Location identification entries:
---

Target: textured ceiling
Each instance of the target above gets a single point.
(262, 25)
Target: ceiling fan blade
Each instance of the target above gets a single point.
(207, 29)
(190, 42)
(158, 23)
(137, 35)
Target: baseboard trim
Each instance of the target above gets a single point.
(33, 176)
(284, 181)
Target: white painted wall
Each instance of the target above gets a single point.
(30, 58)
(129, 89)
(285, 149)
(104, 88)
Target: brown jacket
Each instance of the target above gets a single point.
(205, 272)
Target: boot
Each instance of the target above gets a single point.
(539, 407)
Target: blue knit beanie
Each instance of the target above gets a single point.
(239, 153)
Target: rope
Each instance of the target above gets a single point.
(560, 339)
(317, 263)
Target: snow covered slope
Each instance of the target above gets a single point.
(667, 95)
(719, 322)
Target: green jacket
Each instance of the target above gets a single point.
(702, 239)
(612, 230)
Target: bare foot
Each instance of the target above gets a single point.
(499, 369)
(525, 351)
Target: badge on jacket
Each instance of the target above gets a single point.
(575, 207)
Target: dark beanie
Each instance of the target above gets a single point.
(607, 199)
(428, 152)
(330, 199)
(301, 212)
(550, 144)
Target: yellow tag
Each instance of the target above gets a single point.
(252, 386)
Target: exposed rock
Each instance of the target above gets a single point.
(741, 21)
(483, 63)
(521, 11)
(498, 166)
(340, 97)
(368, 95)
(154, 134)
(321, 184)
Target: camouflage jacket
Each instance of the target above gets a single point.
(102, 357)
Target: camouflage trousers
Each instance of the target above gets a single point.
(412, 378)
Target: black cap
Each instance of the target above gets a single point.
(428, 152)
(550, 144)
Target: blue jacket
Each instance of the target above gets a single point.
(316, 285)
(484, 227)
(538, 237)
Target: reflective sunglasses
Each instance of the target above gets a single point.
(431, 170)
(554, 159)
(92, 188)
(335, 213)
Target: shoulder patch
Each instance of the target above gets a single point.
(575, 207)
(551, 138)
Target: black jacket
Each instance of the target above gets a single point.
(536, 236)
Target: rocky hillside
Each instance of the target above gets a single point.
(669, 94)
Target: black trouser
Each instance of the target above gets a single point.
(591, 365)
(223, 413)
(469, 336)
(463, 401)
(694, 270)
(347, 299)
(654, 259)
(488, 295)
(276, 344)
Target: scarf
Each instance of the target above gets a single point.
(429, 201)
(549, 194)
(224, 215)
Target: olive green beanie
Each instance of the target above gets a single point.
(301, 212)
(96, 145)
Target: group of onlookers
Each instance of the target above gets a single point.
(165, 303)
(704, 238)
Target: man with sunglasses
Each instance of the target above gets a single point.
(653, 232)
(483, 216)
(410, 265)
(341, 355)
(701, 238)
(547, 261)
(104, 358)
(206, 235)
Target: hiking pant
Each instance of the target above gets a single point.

---

Copy all the lines, exactly.

Target: textured ceiling
Each instance of the target above gets a single point.
(262, 25)
Target: ceiling fan blade
Each instance of the target above gets a single point.
(207, 29)
(190, 42)
(158, 23)
(137, 35)
Target: baseboard trim
Each instance of the target above gets a single point.
(33, 176)
(284, 181)
Target: white painted wall
Each instance of the target above gets a single point.
(30, 58)
(129, 89)
(285, 149)
(104, 88)
Target: brown jacket
Each instance of the target above gets a single point.
(205, 272)
Target: boot
Each instance of the target above gets a single point.
(539, 407)
Target: blue knit beanie
Each instance of the target above gets a single point.
(239, 153)
Target: rope
Each instance of the target above gets a single point.
(560, 339)
(317, 263)
Target: snow covered slope
Each instance of the target above gets a single point.
(667, 95)
(719, 322)
Target: green jacket
Each instance of the target above gets a single point.
(702, 239)
(612, 230)
Target: bare foot
Each instance of the target above gets a single point.
(499, 369)
(525, 351)
Target: badge on jacket
Each instance of the target above gets a single point.
(575, 207)
Target: dark beanie
Each instance of the target above gets a single point.
(607, 199)
(428, 152)
(330, 199)
(301, 212)
(550, 144)
Target: yellow tag
Each instance of the target above gets a single point.
(252, 386)
Target: exposed rock
Each instance of the target above gets a single point.
(741, 21)
(483, 63)
(521, 11)
(498, 166)
(340, 97)
(368, 95)
(154, 134)
(321, 184)
Target: camouflage jacket
Each instance of the target above gets a single point.
(102, 357)
Target: camouflage trousers
Each instance of the target above gets a single point.
(412, 378)
Target: black cap
Each instance of the target above gets a single point.
(428, 152)
(550, 144)
Target: blue jacket
Each instance of the target above gets a single point.
(316, 285)
(484, 227)
(538, 237)
Target: reflective sunglasses
Each instance of the target above gets a single point.
(431, 170)
(554, 159)
(92, 188)
(335, 213)
Target: shoulder patch
Each instance of the target above gets a single point.
(575, 207)
(551, 138)
Target: black jacket
Each instance of the target above gets a single point.
(536, 236)
Target: rocky hillside
Each instance of the target above gets a single point.
(669, 94)
Target: black trouser
Each instance of the target above gets a single point.
(591, 365)
(223, 413)
(469, 336)
(463, 401)
(694, 270)
(347, 299)
(654, 259)
(488, 295)
(276, 344)
Target: scarf
Each instance of the target above gets a single point.
(429, 201)
(549, 194)
(224, 215)
Target: olive green beanie
Each instance of the target above gets a single point.
(301, 212)
(96, 145)
Target: group of onlookers
Each instance of the target above gets a single point.
(165, 303)
(704, 238)
Target: man with sunglasses
Each instance of the target above gets a single point.
(653, 232)
(483, 216)
(410, 265)
(341, 355)
(701, 238)
(547, 261)
(104, 358)
(206, 235)
Target: hiking pant
Each instance of the target above gets a single point.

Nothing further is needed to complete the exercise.